Start of MATERIAL PROVIDED

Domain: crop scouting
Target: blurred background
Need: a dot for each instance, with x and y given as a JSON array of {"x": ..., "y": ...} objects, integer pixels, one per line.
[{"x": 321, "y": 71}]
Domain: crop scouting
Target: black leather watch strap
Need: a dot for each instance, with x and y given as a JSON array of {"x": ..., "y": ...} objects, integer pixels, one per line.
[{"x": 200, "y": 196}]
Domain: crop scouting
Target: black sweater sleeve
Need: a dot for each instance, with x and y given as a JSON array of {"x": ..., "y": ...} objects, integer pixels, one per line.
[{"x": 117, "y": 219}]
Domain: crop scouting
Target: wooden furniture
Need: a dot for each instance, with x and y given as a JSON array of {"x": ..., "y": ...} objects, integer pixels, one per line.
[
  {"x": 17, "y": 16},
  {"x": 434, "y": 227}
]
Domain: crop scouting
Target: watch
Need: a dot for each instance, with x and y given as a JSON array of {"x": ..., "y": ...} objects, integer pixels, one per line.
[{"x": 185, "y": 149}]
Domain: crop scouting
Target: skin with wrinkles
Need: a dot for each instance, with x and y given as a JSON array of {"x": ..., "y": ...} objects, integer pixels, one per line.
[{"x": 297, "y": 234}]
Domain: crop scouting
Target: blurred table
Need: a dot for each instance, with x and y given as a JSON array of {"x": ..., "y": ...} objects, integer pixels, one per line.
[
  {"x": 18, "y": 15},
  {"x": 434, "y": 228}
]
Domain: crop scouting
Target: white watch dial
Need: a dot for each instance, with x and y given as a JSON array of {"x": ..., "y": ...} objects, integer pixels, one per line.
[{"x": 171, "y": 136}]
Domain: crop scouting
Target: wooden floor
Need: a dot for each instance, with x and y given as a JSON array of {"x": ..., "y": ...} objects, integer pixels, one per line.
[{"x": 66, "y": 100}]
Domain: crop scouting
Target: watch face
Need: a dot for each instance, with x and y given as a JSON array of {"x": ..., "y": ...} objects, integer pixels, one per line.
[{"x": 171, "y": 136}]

End of MATERIAL PROVIDED

◆ **ACTIVITY**
Go through the records and set every one down exactly.

◆ **EXERCISE RESPONSE**
Domain: crop scouting
Target: blurred background
Need: a dot for each instance, with x and y given as a JSON array of {"x": ..., "y": ...} objects, integer pixels, one per line.
[{"x": 321, "y": 71}]
Domain: crop scouting
Target: black leather watch strap
Need: a dot for each instance, with x and y given as a JSON array of {"x": ..., "y": ...} objects, integer pixels, one per line.
[{"x": 200, "y": 196}]
Domain: crop scouting
Target: black sweater sleeve
Need: a dot for each instance, with x and y given as a JSON array of {"x": ..., "y": ...} objects, integer pixels, one per line.
[{"x": 117, "y": 219}]
Domain: crop scouting
Target: wooden furniture
Need: a dot for each instance, with x and y given as a JSON array of {"x": ..., "y": ...} objects, integer pixels, one per line.
[
  {"x": 17, "y": 16},
  {"x": 434, "y": 227}
]
Domain: crop scouting
Target: watch
Need: a dot for each instance, with x and y given as a JSON array of {"x": ..., "y": ...} objects, integer pixels, one per line.
[{"x": 185, "y": 149}]
Domain: crop scouting
Target: skin with wrinkles
Need: a dot for each instance, with x and y given as a JSON array of {"x": ..., "y": ...} objects, integer pixels, one per line.
[{"x": 297, "y": 234}]
Domain: crop scouting
Target: blurred table
Need: a dot for each instance, with x and y given as a JSON array of {"x": ..., "y": ...} objects, integer pixels, one per line.
[
  {"x": 18, "y": 15},
  {"x": 434, "y": 228}
]
Domain: crop scouting
Target: white watch dial
Need: a dot for each instance, with x and y given as a JSON array of {"x": ..., "y": ...} objects, integer pixels, one per line.
[{"x": 171, "y": 136}]
Domain: crop scouting
Target: wooden floor
Need: a dot for each instance, with x and y given as a JSON array of {"x": ..., "y": ...} objects, integer pixels, one per line.
[{"x": 66, "y": 100}]
Domain: crop scouting
Target: watch face
Need: a dot for each instance, with x and y given as a JSON array of {"x": ..., "y": ...} objects, integer pixels, one per line.
[{"x": 171, "y": 136}]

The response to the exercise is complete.